▶ [SUPPLIED TEXT]:
________
Site Reliability Engineer (DevOps) - Product Development

4.00 to 8.00 Years Australia, United Kingdom, United States of America, Pune, Singapore 01 Nov, 2021

Job Location	Australia, United Kingdom, United States of America, Pune, Singapore
Education	Not Mentioned
Salary	Not Disclosed
Industry	Management Consulting / Strategy
Functional Area	General / Other Software
EmploymentType	Full-time

Job Description

Summary of the Position

Looking for people who are part of a product development company, especially cater to the Machine Learning and Big data domain, currently based in Pune and can join immediately / within a month. Hands-on experience in Network troubleshooting experience with Python / Bash Scripting and hands-on experience in Linux Based system is mandatory.

About the Organisation:

HQ in Singapore, it has offices in Singapore, Sydney, London, and New York but it services the marketing needs of organisations in every corner of the globe. Their petabyte-scale data platform with a key focus on finding solutions that can support the Machine Learning product road-map.
________
Answer these from the job posting above:
1. What range of years of experience does it list?
2. What employment type does it give?
3. In which city is the organization headquartered?

▶ [DATASET CONTENT]:
________
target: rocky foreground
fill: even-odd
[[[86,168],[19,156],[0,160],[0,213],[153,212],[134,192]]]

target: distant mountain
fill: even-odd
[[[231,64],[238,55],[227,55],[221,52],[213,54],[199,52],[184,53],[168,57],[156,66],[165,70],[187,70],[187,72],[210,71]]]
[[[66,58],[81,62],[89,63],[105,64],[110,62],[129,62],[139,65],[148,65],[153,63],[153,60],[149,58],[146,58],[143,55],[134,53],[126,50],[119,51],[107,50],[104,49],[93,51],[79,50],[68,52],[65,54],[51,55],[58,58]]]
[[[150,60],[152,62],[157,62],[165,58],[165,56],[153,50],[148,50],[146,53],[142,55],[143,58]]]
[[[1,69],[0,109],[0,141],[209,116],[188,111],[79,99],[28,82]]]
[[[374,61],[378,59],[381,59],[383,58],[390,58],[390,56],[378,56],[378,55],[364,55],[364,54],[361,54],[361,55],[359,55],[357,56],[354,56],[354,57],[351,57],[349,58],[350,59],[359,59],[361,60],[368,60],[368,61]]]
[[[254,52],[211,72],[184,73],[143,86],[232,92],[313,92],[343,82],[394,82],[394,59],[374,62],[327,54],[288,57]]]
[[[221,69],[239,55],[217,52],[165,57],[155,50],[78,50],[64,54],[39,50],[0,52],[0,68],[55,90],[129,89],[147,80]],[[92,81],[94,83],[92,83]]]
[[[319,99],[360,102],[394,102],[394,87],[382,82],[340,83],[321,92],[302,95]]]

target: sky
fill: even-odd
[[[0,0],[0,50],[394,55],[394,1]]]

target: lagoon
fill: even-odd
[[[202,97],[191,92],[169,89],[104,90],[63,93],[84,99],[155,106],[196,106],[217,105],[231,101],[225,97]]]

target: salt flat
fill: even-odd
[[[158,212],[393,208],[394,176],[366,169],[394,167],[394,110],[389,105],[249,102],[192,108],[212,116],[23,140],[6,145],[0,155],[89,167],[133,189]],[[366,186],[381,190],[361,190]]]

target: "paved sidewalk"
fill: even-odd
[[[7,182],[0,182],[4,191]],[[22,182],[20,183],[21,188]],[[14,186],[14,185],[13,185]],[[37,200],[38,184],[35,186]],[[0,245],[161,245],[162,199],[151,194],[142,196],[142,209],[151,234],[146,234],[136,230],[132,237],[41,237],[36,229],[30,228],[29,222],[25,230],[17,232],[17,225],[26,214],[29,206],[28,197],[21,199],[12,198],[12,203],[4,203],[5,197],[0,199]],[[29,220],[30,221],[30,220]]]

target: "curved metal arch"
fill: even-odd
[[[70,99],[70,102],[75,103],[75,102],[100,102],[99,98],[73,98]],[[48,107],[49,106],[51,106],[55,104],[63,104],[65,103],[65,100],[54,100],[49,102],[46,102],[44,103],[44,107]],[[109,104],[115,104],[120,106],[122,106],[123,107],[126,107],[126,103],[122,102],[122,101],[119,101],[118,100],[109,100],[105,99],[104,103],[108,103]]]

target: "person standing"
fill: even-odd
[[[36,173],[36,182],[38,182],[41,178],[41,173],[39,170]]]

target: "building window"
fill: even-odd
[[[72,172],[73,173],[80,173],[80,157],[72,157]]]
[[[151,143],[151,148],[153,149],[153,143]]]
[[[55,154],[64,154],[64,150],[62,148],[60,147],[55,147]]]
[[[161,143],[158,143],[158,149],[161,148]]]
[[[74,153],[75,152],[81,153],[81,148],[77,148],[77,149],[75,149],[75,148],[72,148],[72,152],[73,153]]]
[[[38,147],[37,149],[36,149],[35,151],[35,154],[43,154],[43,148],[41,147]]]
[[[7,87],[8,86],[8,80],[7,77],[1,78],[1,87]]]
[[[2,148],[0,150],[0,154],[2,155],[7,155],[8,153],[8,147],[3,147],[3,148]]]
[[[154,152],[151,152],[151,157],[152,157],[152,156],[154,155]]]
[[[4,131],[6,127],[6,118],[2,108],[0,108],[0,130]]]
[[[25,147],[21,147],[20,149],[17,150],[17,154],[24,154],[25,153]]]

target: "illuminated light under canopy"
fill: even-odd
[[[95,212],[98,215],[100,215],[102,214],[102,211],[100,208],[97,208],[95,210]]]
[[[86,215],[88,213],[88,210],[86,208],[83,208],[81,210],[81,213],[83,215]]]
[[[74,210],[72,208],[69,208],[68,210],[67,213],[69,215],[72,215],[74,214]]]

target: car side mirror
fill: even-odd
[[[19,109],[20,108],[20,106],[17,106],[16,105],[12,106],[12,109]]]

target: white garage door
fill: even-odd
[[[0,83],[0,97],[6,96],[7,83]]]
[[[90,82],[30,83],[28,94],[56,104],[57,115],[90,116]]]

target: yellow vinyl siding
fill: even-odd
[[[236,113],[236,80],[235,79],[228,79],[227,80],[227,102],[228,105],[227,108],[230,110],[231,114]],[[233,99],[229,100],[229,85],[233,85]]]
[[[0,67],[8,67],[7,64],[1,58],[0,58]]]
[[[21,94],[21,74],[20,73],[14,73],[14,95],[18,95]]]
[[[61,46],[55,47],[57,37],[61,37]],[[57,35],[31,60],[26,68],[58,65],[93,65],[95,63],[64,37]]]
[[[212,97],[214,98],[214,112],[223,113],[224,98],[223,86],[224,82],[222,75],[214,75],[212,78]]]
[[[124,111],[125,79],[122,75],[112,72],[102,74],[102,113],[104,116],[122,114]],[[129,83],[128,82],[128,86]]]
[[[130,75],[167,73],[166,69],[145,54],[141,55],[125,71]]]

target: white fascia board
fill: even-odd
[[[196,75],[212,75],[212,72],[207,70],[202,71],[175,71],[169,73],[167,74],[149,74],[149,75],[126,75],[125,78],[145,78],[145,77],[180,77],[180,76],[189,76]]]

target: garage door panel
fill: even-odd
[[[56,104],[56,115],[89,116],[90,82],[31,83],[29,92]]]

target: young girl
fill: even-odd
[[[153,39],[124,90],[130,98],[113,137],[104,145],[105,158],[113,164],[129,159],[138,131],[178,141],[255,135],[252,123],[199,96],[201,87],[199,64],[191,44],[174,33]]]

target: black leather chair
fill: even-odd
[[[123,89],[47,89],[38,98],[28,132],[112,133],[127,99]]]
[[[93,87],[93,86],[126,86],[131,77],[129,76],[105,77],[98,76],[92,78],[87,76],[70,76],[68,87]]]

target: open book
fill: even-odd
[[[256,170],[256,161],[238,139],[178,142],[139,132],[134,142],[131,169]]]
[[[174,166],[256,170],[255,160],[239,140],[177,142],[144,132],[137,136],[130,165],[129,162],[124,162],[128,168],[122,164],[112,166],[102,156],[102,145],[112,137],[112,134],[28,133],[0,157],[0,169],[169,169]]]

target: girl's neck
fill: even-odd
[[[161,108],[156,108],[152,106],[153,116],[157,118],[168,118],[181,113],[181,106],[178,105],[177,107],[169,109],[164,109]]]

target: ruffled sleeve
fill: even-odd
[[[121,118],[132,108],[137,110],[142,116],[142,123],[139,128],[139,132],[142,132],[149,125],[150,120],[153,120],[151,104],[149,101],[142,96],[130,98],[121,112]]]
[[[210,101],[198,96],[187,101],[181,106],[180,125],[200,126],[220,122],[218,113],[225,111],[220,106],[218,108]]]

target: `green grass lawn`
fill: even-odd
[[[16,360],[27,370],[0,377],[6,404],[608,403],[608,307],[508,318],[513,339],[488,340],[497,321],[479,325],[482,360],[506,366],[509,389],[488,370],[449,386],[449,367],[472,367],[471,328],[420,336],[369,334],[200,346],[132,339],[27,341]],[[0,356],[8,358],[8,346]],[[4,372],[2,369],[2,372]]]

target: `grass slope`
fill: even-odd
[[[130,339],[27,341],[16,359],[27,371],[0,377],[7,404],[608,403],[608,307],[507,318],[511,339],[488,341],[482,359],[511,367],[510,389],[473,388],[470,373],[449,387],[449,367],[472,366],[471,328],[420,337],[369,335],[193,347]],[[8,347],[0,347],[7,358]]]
________
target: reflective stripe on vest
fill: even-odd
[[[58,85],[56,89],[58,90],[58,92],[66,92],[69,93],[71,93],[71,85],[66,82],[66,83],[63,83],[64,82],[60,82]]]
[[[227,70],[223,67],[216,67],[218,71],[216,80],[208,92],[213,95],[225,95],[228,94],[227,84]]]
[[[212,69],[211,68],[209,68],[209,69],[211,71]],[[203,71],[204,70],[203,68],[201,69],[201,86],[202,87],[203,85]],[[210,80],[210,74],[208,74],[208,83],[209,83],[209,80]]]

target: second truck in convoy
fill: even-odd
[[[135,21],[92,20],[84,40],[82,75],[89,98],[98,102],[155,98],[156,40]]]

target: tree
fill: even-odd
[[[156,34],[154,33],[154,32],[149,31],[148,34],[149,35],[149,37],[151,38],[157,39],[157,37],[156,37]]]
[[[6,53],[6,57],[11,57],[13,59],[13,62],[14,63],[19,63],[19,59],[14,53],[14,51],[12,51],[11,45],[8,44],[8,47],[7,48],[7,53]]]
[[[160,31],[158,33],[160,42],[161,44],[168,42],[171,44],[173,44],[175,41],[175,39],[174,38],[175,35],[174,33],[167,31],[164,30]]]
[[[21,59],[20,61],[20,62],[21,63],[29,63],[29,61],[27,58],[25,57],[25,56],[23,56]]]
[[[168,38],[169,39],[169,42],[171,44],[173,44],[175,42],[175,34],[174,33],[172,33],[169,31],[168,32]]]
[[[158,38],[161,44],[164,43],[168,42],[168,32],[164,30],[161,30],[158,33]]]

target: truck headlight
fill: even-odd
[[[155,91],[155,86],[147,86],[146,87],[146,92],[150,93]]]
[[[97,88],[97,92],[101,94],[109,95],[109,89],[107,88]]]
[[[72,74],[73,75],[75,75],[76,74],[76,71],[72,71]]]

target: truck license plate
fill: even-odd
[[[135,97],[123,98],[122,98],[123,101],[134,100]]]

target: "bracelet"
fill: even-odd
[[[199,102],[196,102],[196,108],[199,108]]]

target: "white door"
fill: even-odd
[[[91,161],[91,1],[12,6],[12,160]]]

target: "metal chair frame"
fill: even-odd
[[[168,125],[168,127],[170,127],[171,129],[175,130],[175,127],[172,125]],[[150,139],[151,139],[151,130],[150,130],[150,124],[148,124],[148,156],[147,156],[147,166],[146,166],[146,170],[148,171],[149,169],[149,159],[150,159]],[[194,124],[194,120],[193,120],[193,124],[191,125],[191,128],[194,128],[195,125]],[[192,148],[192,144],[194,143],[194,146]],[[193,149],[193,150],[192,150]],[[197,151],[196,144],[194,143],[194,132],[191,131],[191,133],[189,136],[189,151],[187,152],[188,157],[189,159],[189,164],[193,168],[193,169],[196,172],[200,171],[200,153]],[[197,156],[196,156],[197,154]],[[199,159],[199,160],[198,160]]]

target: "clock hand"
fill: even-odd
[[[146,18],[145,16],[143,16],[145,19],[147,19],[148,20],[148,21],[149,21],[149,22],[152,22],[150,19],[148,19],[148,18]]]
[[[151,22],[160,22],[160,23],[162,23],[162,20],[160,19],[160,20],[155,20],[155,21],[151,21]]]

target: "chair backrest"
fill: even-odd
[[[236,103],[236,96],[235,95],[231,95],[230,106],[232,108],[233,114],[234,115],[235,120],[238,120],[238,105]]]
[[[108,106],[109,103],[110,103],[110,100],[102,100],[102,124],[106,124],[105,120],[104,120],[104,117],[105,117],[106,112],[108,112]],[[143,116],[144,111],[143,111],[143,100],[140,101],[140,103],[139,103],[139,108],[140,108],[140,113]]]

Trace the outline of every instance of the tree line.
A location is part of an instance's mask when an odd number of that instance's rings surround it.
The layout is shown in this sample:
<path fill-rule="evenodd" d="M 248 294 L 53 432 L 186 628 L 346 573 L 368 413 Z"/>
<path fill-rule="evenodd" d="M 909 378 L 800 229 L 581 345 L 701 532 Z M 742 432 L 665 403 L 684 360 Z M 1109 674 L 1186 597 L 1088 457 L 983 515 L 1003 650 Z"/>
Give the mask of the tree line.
________
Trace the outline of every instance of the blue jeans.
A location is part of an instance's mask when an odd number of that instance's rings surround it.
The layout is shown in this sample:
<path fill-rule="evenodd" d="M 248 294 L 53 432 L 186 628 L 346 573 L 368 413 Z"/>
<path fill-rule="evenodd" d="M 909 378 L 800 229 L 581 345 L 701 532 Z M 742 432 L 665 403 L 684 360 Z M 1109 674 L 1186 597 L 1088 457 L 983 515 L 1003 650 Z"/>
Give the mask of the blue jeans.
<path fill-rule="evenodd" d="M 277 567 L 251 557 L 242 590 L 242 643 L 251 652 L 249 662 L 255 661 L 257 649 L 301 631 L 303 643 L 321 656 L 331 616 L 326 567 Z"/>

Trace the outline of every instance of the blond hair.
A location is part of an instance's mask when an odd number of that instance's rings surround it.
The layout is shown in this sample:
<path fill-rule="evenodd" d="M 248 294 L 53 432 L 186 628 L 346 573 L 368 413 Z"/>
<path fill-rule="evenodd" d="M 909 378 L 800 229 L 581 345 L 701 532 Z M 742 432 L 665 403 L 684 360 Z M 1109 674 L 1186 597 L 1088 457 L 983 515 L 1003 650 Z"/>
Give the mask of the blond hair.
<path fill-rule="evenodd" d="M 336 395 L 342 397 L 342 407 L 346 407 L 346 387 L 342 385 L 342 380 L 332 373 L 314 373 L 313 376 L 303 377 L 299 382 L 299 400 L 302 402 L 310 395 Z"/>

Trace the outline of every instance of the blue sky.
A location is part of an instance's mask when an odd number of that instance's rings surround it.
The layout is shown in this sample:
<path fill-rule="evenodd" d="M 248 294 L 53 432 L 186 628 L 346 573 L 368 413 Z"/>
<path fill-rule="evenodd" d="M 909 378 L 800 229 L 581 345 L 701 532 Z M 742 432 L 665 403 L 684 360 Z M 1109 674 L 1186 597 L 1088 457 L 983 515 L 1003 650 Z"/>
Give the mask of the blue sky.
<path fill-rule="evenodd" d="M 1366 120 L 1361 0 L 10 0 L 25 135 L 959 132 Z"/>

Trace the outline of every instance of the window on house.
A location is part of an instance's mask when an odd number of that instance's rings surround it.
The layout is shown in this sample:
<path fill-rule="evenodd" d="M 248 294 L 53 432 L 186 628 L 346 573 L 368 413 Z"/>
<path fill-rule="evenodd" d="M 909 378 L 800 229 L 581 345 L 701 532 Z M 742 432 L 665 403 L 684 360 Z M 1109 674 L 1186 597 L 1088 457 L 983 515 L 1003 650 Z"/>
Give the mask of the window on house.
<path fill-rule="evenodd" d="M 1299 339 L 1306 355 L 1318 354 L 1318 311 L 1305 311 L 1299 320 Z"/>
________
▶ [TASK OUTPUT]:
1. 4.00 to 8.00 years
2. Full-time
3. Singapore